### What the task requires
Arrange every line of the records below as a JSON list of strings, with one string per line and blank lines omitted. Leave the pictures out of your answer.

(Saved entries)
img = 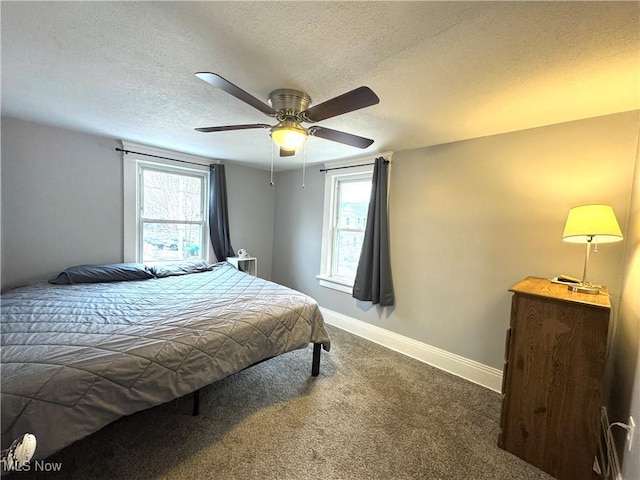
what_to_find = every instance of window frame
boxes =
[316,159,373,294]
[122,142,220,263]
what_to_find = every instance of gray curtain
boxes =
[209,165,235,262]
[353,157,394,306]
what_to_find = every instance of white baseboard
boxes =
[320,307,502,392]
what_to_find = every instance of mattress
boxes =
[1,263,330,458]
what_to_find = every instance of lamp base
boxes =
[567,284,601,295]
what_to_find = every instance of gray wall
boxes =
[2,118,123,289]
[609,129,640,479]
[1,117,274,289]
[225,162,274,279]
[273,112,638,369]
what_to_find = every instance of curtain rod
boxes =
[320,158,389,172]
[116,147,215,167]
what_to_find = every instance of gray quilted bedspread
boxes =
[1,264,330,458]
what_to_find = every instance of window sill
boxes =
[316,275,353,295]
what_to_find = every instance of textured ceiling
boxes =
[0,1,640,170]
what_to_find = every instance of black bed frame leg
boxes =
[191,390,200,417]
[311,343,322,377]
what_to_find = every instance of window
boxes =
[137,163,207,263]
[318,165,373,293]
[123,144,212,264]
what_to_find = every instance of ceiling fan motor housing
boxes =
[269,88,311,121]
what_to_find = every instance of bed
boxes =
[1,262,330,459]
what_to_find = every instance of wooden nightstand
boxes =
[498,277,611,480]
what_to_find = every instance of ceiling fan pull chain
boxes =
[269,142,275,187]
[302,142,307,188]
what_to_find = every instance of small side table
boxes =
[227,257,258,277]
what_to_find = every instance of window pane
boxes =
[142,222,203,262]
[142,168,202,221]
[337,180,371,229]
[333,230,364,279]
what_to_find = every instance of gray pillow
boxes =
[149,260,215,278]
[49,263,153,285]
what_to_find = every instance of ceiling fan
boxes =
[196,72,380,157]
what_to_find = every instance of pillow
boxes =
[49,263,153,285]
[149,260,215,278]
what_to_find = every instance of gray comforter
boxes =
[1,264,330,458]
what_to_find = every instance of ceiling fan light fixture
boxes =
[271,120,307,150]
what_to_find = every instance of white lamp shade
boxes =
[562,205,622,243]
[271,121,307,150]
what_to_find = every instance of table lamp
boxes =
[562,205,622,295]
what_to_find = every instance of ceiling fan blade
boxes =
[196,123,271,133]
[309,126,373,148]
[280,148,296,157]
[196,72,278,117]
[302,87,380,122]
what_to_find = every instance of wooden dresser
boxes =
[498,277,611,480]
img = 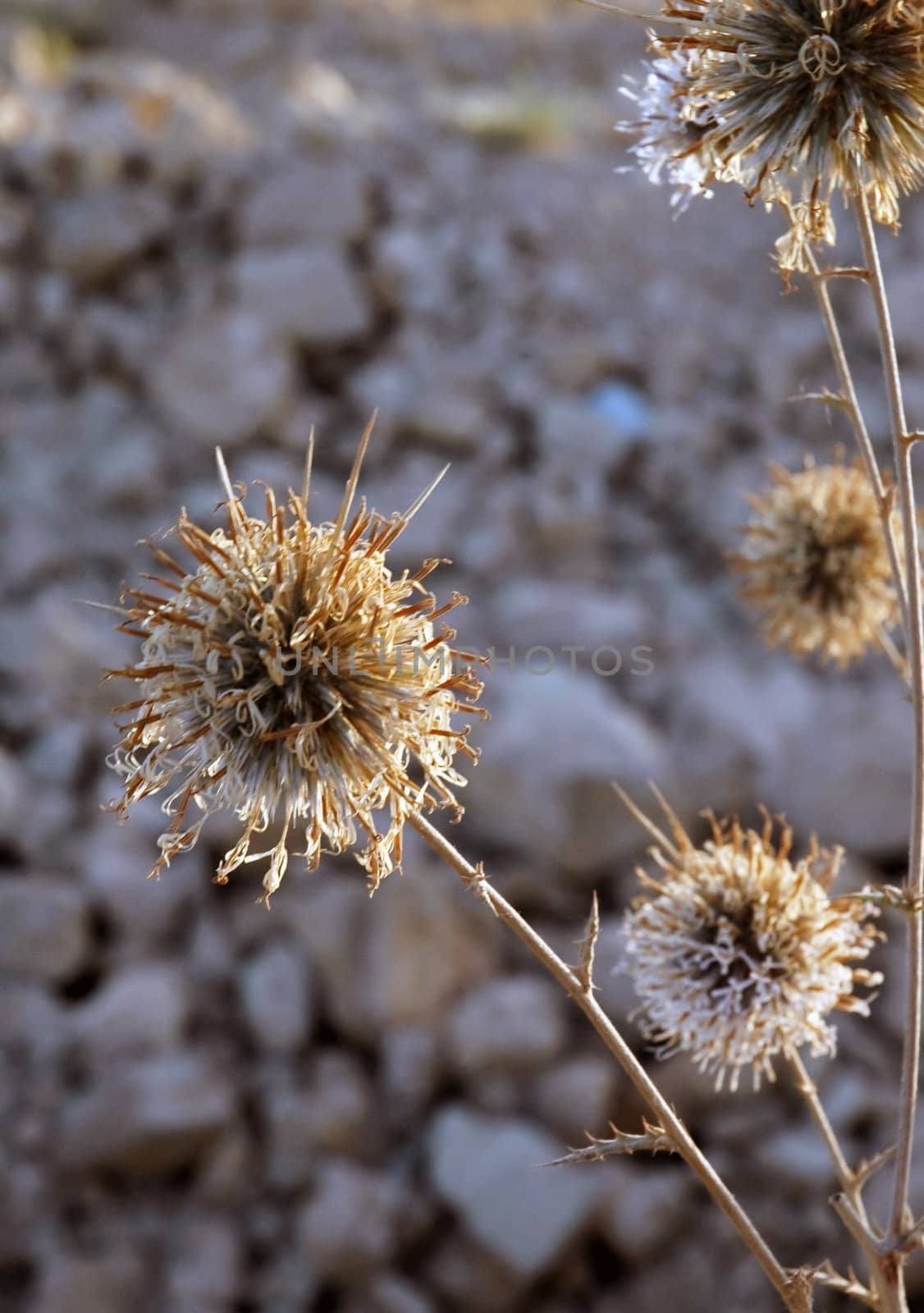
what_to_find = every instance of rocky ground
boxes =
[0,0,924,1313]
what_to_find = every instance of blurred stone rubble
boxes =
[0,0,924,1313]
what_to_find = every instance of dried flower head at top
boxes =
[109,431,480,895]
[624,0,924,268]
[624,796,881,1090]
[729,458,898,667]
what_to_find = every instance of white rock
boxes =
[287,858,499,1041]
[428,1105,602,1278]
[70,963,190,1064]
[466,672,670,872]
[149,311,294,446]
[46,188,169,286]
[59,1053,234,1175]
[0,747,28,843]
[446,974,567,1075]
[167,1216,243,1313]
[265,1050,374,1190]
[241,160,368,247]
[296,1162,407,1282]
[379,1026,442,1129]
[598,1160,693,1263]
[235,247,372,350]
[0,875,90,982]
[240,940,313,1053]
[758,670,913,858]
[536,1053,622,1144]
[33,1254,144,1313]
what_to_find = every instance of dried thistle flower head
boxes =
[109,425,480,897]
[729,457,898,668]
[618,46,716,208]
[624,0,924,269]
[624,796,882,1090]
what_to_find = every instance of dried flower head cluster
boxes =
[626,806,881,1090]
[620,50,716,208]
[730,458,898,668]
[624,0,924,268]
[109,432,480,897]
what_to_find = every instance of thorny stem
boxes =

### Correct response
[
  "img = ",
  "what_to_find = every instance of window frame",
  "boxes =",
  "[316,159,373,294]",
  "[122,142,220,263]",
  "what_to_find = every instance of gray curtain",
  "boxes =",
  "[209,165,235,262]",
  "[353,157,394,306]",
  "what_to_find = every instance of white baseboard",
  "boxes =",
  "[320,307,502,392]",
  "what_to_find = every instance of mattress",
  "boxes =",
  "[1,263,330,458]",
  "what_to_find = every instance of lamp base",
  "boxes =",
  "[567,284,601,295]",
  "what_to_find = every instance of gray wall",
  "boxes =",
  "[2,118,123,289]",
  "[609,129,640,479]",
  "[1,117,274,289]",
  "[225,162,274,279]",
  "[273,112,638,369]",
  "what_to_find = every instance of curtain rod",
  "boxes =",
  "[320,158,389,172]",
  "[116,147,215,167]",
  "what_to_find = every instance of gray quilted bedspread",
  "boxes =",
  "[1,264,330,458]",
  "what_to_find = every instance of window sill",
  "boxes =",
  "[316,275,353,295]",
  "what_to_find = every instance of textured ceiling",
  "boxes =",
  "[0,1,640,170]",
  "what_to_find = every instance of black bed frame leg",
  "boxes =",
  "[191,390,200,417]",
  "[311,343,322,377]",
  "what_to_find = every instance of window",
  "boxes =",
  "[137,163,207,263]",
  "[318,165,373,293]",
  "[123,144,212,264]",
  "what_to_find = every instance of ceiling fan motor housing",
  "boxes =",
  "[269,88,311,121]",
  "what_to_find = every instance of bed",
  "boxes =",
  "[1,262,330,459]",
  "what_to_find = every instance of wooden nightstand",
  "boxes =",
  "[498,277,611,480]",
  "what_to_find = every instance of ceiling fan pull chain",
  "boxes =",
  "[269,142,275,187]",
  "[302,142,307,188]",
  "what_to_find = every instance of small side table",
  "boxes =",
  "[227,257,258,277]",
  "what_to_find = every instance of window pane",
  "boxes =",
  "[142,222,203,262]",
  "[142,168,202,221]",
  "[337,180,371,229]",
  "[333,230,364,279]",
  "what_to_find = every instance of gray pillow",
  "boxes =",
  "[149,260,215,278]",
  "[49,263,153,285]",
  "what_to_find = every instance of ceiling fan",
  "boxes =",
  "[196,72,380,157]",
  "what_to_find = every instance of pillow",
  "boxes =",
  "[49,263,153,285]",
  "[149,260,215,278]",
  "what_to_find = every instance of gray comforter",
  "boxes =",
  "[1,264,330,458]",
  "what_to_find = every instance of ceiling fan light fixture",
  "boxes =",
  "[271,120,307,150]",
  "what_to_find = every instance of white lamp shade",
  "boxes =",
  "[562,205,622,243]",
  "[271,121,307,150]",
  "what_to_find = every instance of table lamp",
  "boxes =",
  "[562,205,622,295]",
  "what_to_find = every instance of ceiling fan blade",
  "boxes =",
  "[196,123,271,133]",
  "[309,126,373,148]",
  "[280,148,296,157]",
  "[196,72,278,117]",
  "[302,87,380,122]",
  "what_to_find = every instance of wooden dresser",
  "boxes =",
  "[498,277,611,480]",
  "img = ",
  "what_to_find = every instance of rocky ground",
  "boxes =",
  "[0,0,924,1313]",
  "what_to_find = every instance of blurred stone rubble",
  "boxes =",
  "[0,0,924,1313]",
  "what_to_find = every instance of dried flower head at top",
  "boxes =",
  "[109,431,480,895]",
  "[624,0,924,268]",
  "[624,796,881,1090]",
  "[729,458,898,667]",
  "what_to_find = every instance of white rock",
  "boxes =",
  "[287,858,499,1041]",
  "[428,1105,602,1278]",
  "[70,963,190,1064]",
  "[466,672,670,872]",
  "[149,311,294,446]",
  "[46,188,169,286]",
  "[59,1053,234,1175]",
  "[0,747,28,843]",
  "[446,974,567,1075]",
  "[167,1216,243,1313]",
  "[265,1050,374,1190]",
  "[241,160,368,247]",
  "[296,1162,407,1282]",
  "[379,1026,442,1129]",
  "[598,1160,693,1263]",
  "[235,247,372,350]",
  "[0,875,90,982]",
  "[240,940,313,1053]",
  "[758,670,913,858]",
  "[536,1053,622,1144]",
  "[33,1254,144,1313]",
  "what_to_find = every instance of dried thistle flower head",
  "boxes =",
  "[109,425,480,897]",
  "[729,457,898,668]",
  "[618,46,716,208]",
  "[624,0,924,269]",
  "[624,796,882,1090]",
  "what_to_find = every instance of dried flower head cluster",
  "boxes =",
  "[626,806,881,1090]",
  "[620,50,716,208]",
  "[730,458,898,668]",
  "[624,0,924,268]",
  "[109,432,480,897]",
  "what_to_find = every instance of thorny stem",
  "boxes ="
]